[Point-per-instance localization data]
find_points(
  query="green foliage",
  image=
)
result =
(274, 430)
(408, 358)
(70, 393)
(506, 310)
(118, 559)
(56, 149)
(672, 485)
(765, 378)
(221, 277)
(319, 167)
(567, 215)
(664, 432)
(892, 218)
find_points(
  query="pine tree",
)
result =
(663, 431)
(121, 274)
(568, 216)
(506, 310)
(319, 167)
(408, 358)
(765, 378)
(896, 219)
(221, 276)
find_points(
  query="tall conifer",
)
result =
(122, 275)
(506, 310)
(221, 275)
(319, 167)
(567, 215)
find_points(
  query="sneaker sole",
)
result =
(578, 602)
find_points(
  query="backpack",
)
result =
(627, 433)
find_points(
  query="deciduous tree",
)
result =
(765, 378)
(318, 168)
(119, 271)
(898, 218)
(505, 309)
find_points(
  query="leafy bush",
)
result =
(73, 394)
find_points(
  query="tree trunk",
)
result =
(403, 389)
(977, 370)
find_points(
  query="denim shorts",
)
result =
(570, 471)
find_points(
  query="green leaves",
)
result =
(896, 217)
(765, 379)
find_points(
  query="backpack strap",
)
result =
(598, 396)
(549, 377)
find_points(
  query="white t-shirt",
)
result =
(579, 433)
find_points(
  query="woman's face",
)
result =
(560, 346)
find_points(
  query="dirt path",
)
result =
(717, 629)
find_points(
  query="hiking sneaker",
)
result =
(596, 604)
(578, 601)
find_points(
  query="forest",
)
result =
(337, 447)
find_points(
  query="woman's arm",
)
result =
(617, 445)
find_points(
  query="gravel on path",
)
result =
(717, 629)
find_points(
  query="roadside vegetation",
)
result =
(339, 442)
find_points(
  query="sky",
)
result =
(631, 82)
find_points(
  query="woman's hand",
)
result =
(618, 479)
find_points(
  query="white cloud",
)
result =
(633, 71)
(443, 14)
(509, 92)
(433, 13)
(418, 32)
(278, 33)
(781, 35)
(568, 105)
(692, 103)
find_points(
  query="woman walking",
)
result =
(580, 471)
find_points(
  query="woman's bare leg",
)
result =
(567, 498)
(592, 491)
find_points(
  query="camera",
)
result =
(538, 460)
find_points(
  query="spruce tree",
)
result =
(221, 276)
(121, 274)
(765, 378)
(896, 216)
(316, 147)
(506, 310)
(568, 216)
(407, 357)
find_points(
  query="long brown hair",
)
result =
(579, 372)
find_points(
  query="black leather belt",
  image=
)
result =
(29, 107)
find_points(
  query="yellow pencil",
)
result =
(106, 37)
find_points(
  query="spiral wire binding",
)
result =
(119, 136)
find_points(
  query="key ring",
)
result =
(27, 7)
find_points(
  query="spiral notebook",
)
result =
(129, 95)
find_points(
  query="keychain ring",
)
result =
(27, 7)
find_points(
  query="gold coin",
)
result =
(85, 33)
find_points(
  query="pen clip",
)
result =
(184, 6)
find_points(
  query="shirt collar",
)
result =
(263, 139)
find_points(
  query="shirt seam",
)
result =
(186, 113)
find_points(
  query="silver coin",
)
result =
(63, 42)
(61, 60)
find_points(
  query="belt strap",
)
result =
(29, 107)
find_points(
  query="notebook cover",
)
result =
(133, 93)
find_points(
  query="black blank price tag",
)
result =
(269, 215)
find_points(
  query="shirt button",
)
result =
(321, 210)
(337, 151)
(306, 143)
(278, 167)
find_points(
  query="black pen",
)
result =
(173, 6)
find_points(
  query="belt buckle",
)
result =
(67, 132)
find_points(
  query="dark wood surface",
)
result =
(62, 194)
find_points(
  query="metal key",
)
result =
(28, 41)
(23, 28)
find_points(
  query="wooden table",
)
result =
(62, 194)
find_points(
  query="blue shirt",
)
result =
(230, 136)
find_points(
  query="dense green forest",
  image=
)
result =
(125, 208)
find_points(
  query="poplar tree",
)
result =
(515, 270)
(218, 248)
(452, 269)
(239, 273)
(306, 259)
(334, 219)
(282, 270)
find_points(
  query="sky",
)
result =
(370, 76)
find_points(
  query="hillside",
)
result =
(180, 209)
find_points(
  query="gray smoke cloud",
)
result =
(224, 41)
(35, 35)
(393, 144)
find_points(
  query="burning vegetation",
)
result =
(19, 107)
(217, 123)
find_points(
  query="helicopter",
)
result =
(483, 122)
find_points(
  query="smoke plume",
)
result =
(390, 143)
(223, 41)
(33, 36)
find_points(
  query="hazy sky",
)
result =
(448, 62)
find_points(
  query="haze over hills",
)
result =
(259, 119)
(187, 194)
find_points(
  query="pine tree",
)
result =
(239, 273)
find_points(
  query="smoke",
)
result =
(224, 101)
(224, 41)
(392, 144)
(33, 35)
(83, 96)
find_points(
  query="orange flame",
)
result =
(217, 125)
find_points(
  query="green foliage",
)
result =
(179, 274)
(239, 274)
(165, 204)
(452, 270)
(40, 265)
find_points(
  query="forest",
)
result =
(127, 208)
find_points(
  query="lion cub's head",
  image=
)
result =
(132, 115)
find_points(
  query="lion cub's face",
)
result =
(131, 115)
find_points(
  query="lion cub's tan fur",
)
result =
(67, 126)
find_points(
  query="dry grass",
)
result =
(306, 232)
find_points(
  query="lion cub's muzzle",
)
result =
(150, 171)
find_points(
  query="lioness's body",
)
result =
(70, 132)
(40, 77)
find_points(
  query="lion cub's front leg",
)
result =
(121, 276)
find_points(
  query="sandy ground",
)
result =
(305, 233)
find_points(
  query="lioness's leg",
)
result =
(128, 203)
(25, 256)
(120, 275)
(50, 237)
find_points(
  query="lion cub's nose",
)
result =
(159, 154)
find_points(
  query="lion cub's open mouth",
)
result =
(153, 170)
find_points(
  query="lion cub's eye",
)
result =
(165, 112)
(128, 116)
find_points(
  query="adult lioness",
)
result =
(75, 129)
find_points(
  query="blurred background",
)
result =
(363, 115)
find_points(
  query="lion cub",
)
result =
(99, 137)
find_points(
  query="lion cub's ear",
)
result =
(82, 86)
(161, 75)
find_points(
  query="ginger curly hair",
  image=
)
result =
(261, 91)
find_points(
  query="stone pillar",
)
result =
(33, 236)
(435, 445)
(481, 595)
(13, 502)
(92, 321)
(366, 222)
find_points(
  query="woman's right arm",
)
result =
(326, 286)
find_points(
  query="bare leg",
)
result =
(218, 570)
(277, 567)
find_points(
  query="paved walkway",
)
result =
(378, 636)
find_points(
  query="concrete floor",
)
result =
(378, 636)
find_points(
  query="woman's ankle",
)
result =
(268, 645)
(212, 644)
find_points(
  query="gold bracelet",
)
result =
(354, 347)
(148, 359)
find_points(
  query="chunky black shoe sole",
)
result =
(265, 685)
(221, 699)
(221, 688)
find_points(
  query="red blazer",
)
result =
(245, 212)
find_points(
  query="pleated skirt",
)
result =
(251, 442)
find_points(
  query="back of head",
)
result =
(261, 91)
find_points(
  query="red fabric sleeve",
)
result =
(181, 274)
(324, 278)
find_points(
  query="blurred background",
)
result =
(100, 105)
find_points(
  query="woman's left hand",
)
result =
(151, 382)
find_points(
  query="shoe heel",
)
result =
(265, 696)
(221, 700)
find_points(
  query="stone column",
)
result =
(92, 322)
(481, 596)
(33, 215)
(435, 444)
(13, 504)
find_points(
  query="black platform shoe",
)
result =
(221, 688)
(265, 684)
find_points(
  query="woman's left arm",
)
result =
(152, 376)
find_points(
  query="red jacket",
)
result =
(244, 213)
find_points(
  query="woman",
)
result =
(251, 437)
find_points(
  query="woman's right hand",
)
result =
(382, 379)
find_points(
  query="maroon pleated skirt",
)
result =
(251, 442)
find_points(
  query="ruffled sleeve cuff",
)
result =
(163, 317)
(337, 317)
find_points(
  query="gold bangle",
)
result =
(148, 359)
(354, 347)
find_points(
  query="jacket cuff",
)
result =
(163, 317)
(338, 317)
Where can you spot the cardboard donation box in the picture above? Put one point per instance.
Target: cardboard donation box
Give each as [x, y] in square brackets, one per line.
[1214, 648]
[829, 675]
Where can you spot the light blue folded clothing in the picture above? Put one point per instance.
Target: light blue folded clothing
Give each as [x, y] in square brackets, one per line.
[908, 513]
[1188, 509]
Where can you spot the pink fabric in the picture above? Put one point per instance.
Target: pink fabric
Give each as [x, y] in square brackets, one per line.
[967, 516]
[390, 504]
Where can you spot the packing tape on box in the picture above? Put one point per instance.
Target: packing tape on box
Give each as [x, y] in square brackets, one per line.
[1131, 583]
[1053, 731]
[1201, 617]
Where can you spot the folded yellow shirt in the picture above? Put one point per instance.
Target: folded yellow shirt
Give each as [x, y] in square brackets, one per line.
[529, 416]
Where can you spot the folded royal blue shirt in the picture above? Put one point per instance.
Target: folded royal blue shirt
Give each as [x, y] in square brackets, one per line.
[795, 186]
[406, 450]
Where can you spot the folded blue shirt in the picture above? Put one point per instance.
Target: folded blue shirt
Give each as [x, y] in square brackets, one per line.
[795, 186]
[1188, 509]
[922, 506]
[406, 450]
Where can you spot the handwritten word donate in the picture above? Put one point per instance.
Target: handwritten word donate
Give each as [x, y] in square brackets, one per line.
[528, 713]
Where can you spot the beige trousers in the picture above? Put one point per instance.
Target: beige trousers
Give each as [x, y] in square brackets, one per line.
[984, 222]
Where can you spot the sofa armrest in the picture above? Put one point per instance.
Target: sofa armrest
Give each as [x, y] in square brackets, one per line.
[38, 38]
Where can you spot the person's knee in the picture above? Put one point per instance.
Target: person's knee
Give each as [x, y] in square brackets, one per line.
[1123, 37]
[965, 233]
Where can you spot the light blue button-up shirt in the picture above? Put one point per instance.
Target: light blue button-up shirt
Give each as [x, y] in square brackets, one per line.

> _How to complete this task_
Report how many lines in the records above contain the word "cardboard", giving only the number.

> _Solution to this problem_
2